> **TEXT**:

# Military AngleHead Flashlight LED Drop-in Mod....



## kosPap (Mar 11, 2010)

Here is a drop-in mod for the legendary Anglehead Flashlight, the Fulton MX-991\U.

(My specimen was circa 1993 so please check for design changes if you go ahead with this mod yourselves. (There is a reference pic below)

*Assembling The Drop-In*

The main core is a reflector pill assembly found in DX, the sku 18073 _- Aluminum Textured/OP Reflector with Copper Heatsink Base for Cree MC-E LED Emitters (41.5mm*35.1mm)_

Eyeballing it, it seemed it would fit so for the price I gave it a go. Well it fits VERY well and tight....And it is a hefty thing! And though it is marked to be a MC-E reflector I tried it with an XR-E Q5 (old EZ900 die) and it has a Glorious tight beam!








And then I found a driver that is close, the _21mm - 1AA Boost Current Regulated 0.8V-3.3V 750mA Flashlight PCB - S008844_ from Kaidomain.

Unfortunately it is only yesterday after a month of wait that the drivers were shipped, so in the meantime had to do with a piggyback driver and case. A rare P60 pill with a 16mm !!!!! driver socket and a DX 4382 2AA driver....










I had to make an isolator of the reflector bottom and here is the method I used. Of course I installed another KD 21mm isolator over the Cree board










These are layers of kapton tape stickied on self-sticking labels carrier...being made to allow easy removal it work with the tape well... then I used a No11 scalpel blade to open the LED hole.










now comes the hard part....the P60 pill droped lower than the bigger module rim so I used two brass washers as a spacer. Soldered as seen they allow tight fit in the module and clearance for the driver wires....

Of course the whole mess is removable once I get the new proper drivers.

*Fitting the Module in the Flashlight*

The drop-in might fit but there are 2 things to be taken care of...










First A bare module would short the positive contact as seen above and it requires the contact being to be bent backwards some....

> **GIVEN INSTRUCTION A**:
In the flashlight mod post, what did the author use as a spacer when the P60 pill sat lower than the module rim?

> **RECORDS**:

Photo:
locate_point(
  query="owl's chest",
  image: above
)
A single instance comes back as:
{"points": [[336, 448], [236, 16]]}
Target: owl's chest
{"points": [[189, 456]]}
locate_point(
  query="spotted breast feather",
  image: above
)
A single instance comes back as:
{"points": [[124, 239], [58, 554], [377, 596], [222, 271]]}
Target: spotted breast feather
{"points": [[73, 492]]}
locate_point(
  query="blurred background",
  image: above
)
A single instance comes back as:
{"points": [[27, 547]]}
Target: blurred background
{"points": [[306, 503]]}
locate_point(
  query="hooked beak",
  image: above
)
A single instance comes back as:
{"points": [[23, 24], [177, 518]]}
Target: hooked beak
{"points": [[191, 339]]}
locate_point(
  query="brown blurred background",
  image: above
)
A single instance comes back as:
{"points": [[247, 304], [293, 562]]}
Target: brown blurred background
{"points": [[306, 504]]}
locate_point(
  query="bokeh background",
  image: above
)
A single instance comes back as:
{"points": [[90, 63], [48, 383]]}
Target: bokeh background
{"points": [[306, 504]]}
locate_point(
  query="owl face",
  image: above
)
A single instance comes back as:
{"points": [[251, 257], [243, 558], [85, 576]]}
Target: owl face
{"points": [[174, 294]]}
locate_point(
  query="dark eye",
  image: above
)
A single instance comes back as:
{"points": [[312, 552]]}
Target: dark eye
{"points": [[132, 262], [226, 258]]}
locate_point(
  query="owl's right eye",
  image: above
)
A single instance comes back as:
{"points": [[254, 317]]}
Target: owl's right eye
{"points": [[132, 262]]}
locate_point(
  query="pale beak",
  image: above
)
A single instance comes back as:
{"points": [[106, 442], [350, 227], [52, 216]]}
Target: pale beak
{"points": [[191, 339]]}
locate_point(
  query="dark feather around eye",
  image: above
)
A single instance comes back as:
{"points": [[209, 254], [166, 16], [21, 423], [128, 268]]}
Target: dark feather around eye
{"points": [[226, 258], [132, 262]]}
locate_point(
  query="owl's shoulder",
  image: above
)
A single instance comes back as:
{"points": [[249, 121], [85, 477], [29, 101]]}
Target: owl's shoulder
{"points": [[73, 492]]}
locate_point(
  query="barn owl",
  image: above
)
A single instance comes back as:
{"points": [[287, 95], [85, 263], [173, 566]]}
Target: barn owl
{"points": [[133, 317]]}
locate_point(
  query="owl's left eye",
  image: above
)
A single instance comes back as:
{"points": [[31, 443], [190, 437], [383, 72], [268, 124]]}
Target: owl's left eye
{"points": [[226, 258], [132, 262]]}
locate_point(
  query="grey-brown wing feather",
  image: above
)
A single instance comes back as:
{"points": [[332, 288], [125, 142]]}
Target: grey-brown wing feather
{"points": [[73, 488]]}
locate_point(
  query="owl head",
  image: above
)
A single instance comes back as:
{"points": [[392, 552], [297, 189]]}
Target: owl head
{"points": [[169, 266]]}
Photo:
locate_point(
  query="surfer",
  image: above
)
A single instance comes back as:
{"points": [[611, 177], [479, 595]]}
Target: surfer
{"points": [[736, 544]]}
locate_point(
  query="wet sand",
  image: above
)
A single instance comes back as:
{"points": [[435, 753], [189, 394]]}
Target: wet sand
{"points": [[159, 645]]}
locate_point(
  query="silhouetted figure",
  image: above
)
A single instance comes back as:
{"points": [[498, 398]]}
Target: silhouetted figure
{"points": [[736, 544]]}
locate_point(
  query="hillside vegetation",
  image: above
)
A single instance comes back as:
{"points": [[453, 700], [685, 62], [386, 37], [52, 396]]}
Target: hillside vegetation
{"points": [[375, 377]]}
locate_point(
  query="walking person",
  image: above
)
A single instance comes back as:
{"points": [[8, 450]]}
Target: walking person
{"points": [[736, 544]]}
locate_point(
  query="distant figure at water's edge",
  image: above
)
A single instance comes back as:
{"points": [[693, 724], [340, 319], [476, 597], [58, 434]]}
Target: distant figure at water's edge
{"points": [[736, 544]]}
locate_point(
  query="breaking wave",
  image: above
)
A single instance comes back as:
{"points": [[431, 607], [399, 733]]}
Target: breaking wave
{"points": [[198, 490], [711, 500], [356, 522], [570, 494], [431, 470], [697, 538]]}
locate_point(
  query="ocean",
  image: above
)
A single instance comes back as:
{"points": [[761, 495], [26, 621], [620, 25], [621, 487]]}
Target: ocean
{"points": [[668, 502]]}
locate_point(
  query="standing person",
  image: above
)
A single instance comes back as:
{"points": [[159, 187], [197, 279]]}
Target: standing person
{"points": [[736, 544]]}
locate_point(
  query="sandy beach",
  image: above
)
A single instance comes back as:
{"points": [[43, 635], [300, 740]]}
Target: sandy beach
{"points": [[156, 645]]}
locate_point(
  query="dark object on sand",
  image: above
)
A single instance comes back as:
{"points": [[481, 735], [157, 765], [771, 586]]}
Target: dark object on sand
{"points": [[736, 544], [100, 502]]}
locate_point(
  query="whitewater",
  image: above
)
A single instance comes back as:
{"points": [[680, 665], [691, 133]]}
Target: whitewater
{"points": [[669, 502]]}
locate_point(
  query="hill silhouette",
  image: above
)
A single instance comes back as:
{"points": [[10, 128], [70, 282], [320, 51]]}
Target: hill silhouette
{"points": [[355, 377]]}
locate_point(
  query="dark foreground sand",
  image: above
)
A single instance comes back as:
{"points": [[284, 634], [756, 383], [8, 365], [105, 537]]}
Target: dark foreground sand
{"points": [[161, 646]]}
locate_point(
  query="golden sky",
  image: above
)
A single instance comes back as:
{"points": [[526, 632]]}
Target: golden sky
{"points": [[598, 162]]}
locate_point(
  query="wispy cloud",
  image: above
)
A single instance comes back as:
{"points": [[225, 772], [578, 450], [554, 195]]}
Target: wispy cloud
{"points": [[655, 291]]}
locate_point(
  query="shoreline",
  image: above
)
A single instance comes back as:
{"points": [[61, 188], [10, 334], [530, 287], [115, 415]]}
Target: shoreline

> **GIVEN INSTRUCTION B**:
How many lines of the records contain the string "background"? Case counts. Give only the number.

> **FINAL RESULT A**:
Two soldered brass washers.

> **FINAL RESULT B**:
6